[Spatial localization data]
____
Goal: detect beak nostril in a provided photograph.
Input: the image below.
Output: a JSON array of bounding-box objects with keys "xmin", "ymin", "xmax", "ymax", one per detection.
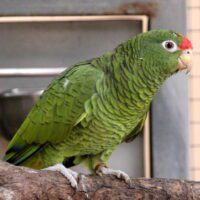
[{"xmin": 178, "ymin": 48, "xmax": 192, "ymax": 73}]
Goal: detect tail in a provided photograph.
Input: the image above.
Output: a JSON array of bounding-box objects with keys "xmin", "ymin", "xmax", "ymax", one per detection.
[
  {"xmin": 3, "ymin": 141, "xmax": 75, "ymax": 169},
  {"xmin": 3, "ymin": 140, "xmax": 45, "ymax": 166}
]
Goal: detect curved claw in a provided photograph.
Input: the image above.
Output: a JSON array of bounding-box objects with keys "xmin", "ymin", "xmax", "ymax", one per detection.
[
  {"xmin": 97, "ymin": 166, "xmax": 131, "ymax": 184},
  {"xmin": 42, "ymin": 163, "xmax": 78, "ymax": 189}
]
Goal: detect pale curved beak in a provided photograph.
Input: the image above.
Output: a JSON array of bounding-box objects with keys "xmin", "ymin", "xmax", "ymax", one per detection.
[{"xmin": 178, "ymin": 49, "xmax": 193, "ymax": 73}]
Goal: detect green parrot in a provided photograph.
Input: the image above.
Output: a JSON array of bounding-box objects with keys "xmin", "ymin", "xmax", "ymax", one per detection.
[{"xmin": 3, "ymin": 29, "xmax": 193, "ymax": 188}]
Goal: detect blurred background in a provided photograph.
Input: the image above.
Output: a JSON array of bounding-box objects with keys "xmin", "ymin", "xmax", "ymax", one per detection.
[
  {"xmin": 0, "ymin": 0, "xmax": 198, "ymax": 180},
  {"xmin": 188, "ymin": 0, "xmax": 200, "ymax": 181}
]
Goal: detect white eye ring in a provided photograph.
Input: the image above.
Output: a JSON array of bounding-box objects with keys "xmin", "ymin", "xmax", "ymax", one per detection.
[{"xmin": 162, "ymin": 40, "xmax": 178, "ymax": 53}]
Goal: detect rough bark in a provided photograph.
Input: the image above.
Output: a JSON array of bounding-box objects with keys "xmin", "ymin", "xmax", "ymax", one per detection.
[{"xmin": 0, "ymin": 161, "xmax": 199, "ymax": 200}]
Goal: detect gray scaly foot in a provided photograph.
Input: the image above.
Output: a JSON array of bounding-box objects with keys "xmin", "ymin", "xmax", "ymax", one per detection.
____
A complete answer gives every line of the data that includes "beak".

Goal: detect beak nostril in a provided photograph.
Goal: detect pale curved beak in a provided photograph.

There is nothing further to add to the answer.